Consignes:
- a) Selon le texte sur les pensions de famille, combien de pensions sont concernées par le classement par « tiare » ?
- b) Citez mot pour mot le passage du texte sur les pensions de famille qui débute aux mots « Samedi dernier, après » et s'arrête après les mots « mode de vie. ».
- c) Rédigez la suite du texte sur les pensions de famille, en partant de sa dernière phrase.

Lors d’une rencontre avec Moetai Brotherson, à l’issue d’un voyage au fenua, les tour-opérateurs français ont soulevé « la problématique de la qualité des hébergements en pension de famille ». Si la demande est forte pour ce type de séjour, le classement par « tiare » ne concerne que 90 pensions sur 290, et le contrôle est défaillant. Or les voyagistes qui engagent leur responsabilité doivent pouvoir se reposer sur une classification fiable. Le gouvernement, qui a présenté en décembre dernier quelques premières mesures, dit travailler à un nouveau schéma directeur pour les 10 prochaines années, et à une labellisation qui s’appuierait aussi sur la culture et le développement durable.

Samedi dernier, après une croisière de 10 jours entre Tahiti, les Tuamotu et les îles Sous-le-Vent, une vingtaine de professionnels français du voyage étaient reçus à déjeuner à la présidence. Ils ont fait part de leur tristesse devant les friches touristiques, alors que le manque de chambres est « criant », et rappelé que les touristes de l’Hexagone sont demandeurs d’hébergements de structures intermédiaires de classe 3 et 4 étoiles.

Mais ils ont aussi fait part de « la problématique de la qualité des hébergements en pension de famille », qui rend « complexe la vente de la destination » à des voyageurs alléchés par des séjours au plus proche de la population et de son mode de vie.

Section des données:
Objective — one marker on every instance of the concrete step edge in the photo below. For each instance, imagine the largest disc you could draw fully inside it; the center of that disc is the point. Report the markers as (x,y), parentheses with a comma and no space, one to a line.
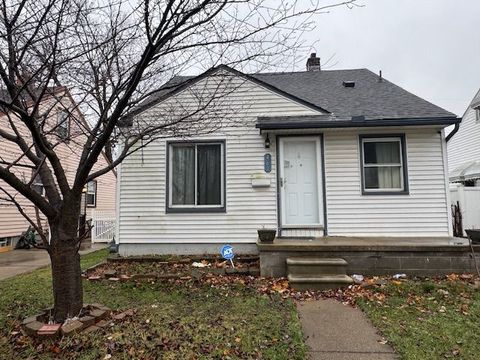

Réponses successives:
- a) Le classement par « tiare » ne concerne que 90 pensions sur 290.

- b)
Samedi dernier, après une croisière de 10 jours entre Tahiti, les Tuamotu et les îles Sous-le-Vent, une vingtaine de professionnels français du voyage étaient reçus à déjeuner à la présidence. Ils ont fait part de leur tristesse devant les friches touristiques, alors que le manque de chambres est « criant », et rappelé que les touristes de l’Hexagone sont demandeurs d’hébergements de structures intermédiaires de classe 3 et 4 étoiles.

Mais ils ont aussi fait part de « la problématique de la qualité des hébergements en pension de famille », qui rend « complexe la vente de la destination » à des voyageurs alléchés par des séjours au plus proche de la population et de son mode de vie.

- c)
Seulement 90 pensions classées sur 290

« Ça me choque d’entendre ça, où ont-ils été pour émettre ce genre de commentaire ? Il ne faut pas mettre toute la petite hôtellerie dans le même sac », dit d’abord Martine Nesa, représentante au Cesec des pensions de famille. Mais elle reconnaît que ce segment de l’hébergement polynésien est de qualité inégale, et qu’il est difficile de s’y retrouver même pour des spécialistes de la destination. Comme le rappelle Tahiti Tourisme, seules 90 des 290 pensions de famille du fenua sont classées. « Très peu obtiennent le classement tiare, c’est une indication mais pas une garantie, renchérit Martine Nesa, et après on s’en prend plein la g… » Elle souligne aussi que les critères de classement pourraient être révisés : « Pour avoir 3 tiare la chambre doit faire 24 mètres carrés. Il y a de très belles pensions qui mériteraient les 3 tiare mais qui ne les ont pas parce qu’il manque un ou deux mètres carrés. » C’est d’ailleurs un des axes d’un projet de loi soumis en décembre dernier au Cesec.

Rationaliser les classements … et les contrôles

Pour certains voyagistes qui organisent des séjours de groupes, les pensions sont parfois trop petites. Elles peuvent aussi montrer des variations dans la qualité de l’accueil, par exemple lorsque le(s) propriétaire(s) doivent se faire remplacer, explique-t-on au GIE. Or ce classement fait figure « d’assurance » pour les voyagistes français : lorsqu’un client fait une mauvaise expérience dans un établissement non classé, ce sont eux qui endossent la responsabilité et le remboursement éventuel.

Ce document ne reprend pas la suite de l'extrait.